==== Supplied passage

Making a fist against the Dutch loan system. That is what illustrator Mart Veldhuis had in mind when creating his impressive tapestry Eigen schuld (Own fault).
On the tapestry, Mart expresses the stress, pressure and other discomforts that come with student debt. The almost five-metre-wide tapestry shows what the life of a student in debt looks like.
Artists often shine a light on the times we live in. Their personal commitment to current social issues becomes visible in their work. With Eigen schuld, Mart Veldhuis (1991) draws attention to a problem that is often in the news: the sky-high debt that students have accumulated in recent years due to the 2015 loan system. This year, that system will be abolished again, but countless young people have been duped by it. Veldhuis' craftily woven tapestry can be 'read' like a comic strip. It is part of a long tradition: over the centuries, tapestries have often depicted stories and addressed current issues.

========

**Directives**
a - According to the passage on the Eigen schuld tapestry, in what year was the loan system that caused students' debt introduced?
b - Do these statements agree with the passage on the Eigen schuld tapestry? Answer yes or no for each and quote the deciding words. (i) The tapestry is almost five meters wide. (ii) The loan system will stay in place after this year. (iii) The tapestry can be read like a comic strip.
c - How would you put this sentence from the passage on the Eigen schuld tapestry into Spanish: "Artists often shine a light on the times we live in."

==== Data lines

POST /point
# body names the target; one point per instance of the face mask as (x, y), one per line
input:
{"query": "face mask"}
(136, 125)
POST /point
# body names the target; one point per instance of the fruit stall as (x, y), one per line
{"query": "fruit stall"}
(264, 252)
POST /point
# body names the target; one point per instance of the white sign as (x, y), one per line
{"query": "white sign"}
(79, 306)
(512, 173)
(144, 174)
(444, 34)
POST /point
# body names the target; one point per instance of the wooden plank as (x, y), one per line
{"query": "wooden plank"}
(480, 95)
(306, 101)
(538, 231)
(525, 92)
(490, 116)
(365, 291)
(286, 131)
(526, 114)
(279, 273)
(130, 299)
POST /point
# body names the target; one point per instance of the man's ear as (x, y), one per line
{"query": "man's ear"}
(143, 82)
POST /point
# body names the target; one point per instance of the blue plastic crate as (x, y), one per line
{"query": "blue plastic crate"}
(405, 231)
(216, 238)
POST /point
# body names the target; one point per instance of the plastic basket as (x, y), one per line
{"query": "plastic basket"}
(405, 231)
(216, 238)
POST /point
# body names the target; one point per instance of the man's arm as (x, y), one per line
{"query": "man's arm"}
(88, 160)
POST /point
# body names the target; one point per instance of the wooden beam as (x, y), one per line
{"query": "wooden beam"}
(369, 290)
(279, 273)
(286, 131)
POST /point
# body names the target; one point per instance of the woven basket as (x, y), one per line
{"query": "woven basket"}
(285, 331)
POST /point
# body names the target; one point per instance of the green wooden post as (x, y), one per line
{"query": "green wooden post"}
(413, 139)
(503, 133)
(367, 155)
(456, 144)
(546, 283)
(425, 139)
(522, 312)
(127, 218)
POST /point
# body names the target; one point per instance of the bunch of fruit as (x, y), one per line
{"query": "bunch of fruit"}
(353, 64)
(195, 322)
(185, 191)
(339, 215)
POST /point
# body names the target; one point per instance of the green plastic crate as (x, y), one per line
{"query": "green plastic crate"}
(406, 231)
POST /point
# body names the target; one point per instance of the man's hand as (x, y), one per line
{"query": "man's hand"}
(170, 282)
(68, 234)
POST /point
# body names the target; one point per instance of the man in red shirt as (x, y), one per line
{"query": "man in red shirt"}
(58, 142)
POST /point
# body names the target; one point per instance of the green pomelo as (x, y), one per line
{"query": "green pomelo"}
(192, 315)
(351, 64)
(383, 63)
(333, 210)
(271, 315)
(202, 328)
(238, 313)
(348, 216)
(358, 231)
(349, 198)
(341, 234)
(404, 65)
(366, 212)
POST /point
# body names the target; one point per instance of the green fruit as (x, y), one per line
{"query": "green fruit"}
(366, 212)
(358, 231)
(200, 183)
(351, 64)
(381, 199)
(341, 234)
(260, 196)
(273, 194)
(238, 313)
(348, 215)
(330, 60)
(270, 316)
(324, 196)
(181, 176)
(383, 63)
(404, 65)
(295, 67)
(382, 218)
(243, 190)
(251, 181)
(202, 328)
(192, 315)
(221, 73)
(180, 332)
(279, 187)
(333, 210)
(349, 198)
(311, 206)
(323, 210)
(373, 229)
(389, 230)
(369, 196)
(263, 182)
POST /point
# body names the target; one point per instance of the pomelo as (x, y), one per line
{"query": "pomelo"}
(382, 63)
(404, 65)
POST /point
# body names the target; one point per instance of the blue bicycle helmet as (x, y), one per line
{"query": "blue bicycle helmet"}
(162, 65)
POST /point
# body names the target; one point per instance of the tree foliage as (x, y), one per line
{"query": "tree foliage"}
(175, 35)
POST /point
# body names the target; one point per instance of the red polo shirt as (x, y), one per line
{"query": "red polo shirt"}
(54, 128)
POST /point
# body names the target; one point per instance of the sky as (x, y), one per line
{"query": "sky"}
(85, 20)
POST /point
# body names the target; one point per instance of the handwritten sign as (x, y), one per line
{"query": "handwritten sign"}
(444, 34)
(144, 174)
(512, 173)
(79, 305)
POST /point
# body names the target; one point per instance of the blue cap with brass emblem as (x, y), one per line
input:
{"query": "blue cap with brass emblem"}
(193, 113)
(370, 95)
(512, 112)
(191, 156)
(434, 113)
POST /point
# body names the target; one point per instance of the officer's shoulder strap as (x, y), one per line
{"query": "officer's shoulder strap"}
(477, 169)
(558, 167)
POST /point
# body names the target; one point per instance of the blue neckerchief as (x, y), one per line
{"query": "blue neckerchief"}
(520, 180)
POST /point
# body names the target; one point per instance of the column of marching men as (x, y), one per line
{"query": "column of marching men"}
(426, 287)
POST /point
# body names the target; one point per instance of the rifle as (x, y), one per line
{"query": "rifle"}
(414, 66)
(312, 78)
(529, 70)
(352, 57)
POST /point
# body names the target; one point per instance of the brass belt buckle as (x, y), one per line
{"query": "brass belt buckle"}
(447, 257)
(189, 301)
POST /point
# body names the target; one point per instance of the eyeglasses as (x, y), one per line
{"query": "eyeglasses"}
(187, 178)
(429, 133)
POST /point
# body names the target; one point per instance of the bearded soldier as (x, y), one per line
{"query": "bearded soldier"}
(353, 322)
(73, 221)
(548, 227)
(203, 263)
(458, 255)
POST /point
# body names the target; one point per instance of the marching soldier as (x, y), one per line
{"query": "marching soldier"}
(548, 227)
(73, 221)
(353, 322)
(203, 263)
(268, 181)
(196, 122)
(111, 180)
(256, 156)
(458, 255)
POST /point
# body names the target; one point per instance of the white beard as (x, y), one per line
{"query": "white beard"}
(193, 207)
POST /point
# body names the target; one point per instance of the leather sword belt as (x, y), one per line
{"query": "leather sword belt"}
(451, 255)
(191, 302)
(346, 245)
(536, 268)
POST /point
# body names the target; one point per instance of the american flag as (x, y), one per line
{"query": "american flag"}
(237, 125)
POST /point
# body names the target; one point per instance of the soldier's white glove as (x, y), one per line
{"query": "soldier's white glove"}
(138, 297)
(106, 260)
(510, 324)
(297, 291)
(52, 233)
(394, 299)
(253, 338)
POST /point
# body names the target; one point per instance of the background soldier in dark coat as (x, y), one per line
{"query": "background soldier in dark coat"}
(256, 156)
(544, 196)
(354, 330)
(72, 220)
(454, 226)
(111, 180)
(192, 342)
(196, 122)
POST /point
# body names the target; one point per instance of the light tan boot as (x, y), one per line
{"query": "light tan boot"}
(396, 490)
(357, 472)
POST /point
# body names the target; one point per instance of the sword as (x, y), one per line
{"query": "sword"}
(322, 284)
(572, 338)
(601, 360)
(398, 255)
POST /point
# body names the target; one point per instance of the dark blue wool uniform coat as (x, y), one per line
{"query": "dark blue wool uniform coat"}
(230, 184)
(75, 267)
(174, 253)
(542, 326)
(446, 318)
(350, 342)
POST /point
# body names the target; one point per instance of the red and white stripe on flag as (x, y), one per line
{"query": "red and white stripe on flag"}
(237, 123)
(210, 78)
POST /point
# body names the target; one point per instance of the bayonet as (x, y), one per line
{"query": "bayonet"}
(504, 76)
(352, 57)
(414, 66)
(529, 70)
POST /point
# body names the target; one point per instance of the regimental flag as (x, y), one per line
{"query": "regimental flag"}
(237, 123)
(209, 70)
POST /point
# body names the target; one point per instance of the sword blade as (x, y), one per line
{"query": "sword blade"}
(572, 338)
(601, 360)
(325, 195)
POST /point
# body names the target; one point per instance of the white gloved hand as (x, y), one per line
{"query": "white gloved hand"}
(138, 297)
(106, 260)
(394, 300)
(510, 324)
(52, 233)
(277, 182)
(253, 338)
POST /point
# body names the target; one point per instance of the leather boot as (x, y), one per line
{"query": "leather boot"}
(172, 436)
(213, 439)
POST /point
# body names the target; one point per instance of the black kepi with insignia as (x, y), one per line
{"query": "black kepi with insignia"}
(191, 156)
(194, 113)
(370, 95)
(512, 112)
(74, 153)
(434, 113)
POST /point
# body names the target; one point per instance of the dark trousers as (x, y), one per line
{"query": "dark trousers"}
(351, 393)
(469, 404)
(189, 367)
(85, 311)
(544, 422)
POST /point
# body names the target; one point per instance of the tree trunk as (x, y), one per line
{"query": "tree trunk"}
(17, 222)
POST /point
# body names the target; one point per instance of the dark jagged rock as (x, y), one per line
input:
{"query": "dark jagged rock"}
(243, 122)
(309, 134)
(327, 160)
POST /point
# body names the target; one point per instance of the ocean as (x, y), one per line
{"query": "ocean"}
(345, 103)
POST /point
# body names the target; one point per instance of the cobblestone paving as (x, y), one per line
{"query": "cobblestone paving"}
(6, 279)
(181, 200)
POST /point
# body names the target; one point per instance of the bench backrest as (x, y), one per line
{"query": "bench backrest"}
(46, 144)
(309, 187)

========

**Outputs by task**
a - 2015

b -
(i) Yes: "The almost five-metre-wide tapestry shows what the life of a student in debt looks like."
(ii) No: "This year, that system will be abolished again"
(iii) Yes: "Veldhuis' craftily woven tapestry can be 'read' like a comic strip."

c - Los artistas a menudo arrojan luz sobre los tiempos en que vivimos.